* QUOTED TEXT *
Continuing Education Information

This webinar is open to the public and is designed to qualify for 6.0 PDHs for professional engineers and land surveyors in Oregon. The Oregon Board of Examiners for Engineering and Land Surveying does not pre-approve courses and has final authority with respect to acceptance of credits. This course may qualify for credit for engineering and surveying licenses held in other states; refer to specific state rules to determine eligibility.

This webinar has been approved by the Oregon State Bar for 6.0 general CLE hours.

Attendance will be monitored, and attendance certificates will be available after the webinar for those who attend the entire course and score a minimum 80% on the quiz that follows the course (multiple attempts allowed).

*On-Demand Credits*

The preceding credit information only applies to the live presentation. This course in an on-demand format is not pre-approved by any licensing boards and may not qualify for the same credits; please consult your licensing board(s) to ensure that a structured, asynchronous learning format is appropriate.

* STATED PROBLEM 1 *
In the continuing education notice, translate this sentence into Spanish: "This webinar has been approved by the Oregon State Bar for 6.0 general CLE hours."
The continuing education notice and the listing that follows have nothing to do with each other.

* RECORDS PROVIDED *
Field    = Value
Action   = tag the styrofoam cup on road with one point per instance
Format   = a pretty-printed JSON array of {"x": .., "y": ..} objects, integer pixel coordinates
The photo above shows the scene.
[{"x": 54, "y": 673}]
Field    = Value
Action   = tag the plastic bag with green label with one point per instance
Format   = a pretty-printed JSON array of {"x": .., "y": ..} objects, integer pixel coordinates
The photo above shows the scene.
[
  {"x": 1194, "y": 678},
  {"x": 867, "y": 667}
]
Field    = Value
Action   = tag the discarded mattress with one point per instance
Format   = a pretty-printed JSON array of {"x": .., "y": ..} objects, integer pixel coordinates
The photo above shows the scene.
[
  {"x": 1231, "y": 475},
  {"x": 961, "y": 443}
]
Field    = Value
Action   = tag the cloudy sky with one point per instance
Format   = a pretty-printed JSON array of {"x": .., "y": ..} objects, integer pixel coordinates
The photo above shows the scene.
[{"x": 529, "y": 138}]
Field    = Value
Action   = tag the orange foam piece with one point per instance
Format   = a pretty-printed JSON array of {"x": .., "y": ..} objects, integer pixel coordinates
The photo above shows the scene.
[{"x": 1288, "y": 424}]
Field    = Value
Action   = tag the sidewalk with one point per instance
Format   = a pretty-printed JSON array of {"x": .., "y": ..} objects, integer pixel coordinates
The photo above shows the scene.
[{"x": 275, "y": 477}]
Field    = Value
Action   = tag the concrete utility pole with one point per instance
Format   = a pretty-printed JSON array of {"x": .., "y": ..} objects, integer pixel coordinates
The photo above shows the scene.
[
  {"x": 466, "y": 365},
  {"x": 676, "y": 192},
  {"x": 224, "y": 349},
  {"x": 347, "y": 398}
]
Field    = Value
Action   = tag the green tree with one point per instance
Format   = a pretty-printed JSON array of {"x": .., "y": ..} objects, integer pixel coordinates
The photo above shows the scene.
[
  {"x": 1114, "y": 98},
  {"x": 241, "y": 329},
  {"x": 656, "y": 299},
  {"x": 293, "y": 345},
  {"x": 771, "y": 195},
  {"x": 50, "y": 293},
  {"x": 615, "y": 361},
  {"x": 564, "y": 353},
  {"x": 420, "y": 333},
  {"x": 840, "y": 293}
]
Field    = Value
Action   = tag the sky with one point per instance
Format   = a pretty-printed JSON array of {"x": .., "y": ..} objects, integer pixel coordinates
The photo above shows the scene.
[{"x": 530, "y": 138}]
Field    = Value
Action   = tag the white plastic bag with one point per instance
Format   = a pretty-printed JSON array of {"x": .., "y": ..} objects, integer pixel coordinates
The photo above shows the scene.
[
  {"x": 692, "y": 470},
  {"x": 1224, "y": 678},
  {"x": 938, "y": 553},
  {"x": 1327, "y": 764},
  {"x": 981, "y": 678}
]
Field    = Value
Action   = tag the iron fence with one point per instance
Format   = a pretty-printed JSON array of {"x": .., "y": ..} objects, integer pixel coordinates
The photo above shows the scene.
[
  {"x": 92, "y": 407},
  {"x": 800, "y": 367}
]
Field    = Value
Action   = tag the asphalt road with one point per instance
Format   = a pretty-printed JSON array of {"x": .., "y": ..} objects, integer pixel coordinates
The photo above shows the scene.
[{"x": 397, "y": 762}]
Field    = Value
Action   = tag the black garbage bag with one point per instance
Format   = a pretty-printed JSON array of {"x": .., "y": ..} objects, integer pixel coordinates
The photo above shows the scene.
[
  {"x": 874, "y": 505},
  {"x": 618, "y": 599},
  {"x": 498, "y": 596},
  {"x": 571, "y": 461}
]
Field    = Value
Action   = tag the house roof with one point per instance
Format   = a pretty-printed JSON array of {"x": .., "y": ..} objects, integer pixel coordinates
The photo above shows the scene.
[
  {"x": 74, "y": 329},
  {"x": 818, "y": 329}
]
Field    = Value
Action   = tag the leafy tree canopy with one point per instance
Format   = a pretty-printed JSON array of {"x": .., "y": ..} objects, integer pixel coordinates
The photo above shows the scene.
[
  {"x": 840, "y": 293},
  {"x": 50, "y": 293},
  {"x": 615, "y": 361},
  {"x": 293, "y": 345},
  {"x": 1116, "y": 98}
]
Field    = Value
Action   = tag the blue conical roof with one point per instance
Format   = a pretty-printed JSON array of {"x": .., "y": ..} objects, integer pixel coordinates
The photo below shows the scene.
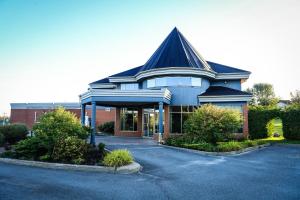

* STATED PROBLEM 2 *
Return every line of the listing that contains the string "plastic", matching case exactly.

* WRITTEN ANSWER 1 *
Este seminario web ha sido aprobado por la Oregon State Bar para 6.0 horas generales de CLE.

* WRITTEN ANSWER 2 *
Action   = tag the plastic bag with green label with one point per instance
Action   = tag the white plastic bag with one point per instance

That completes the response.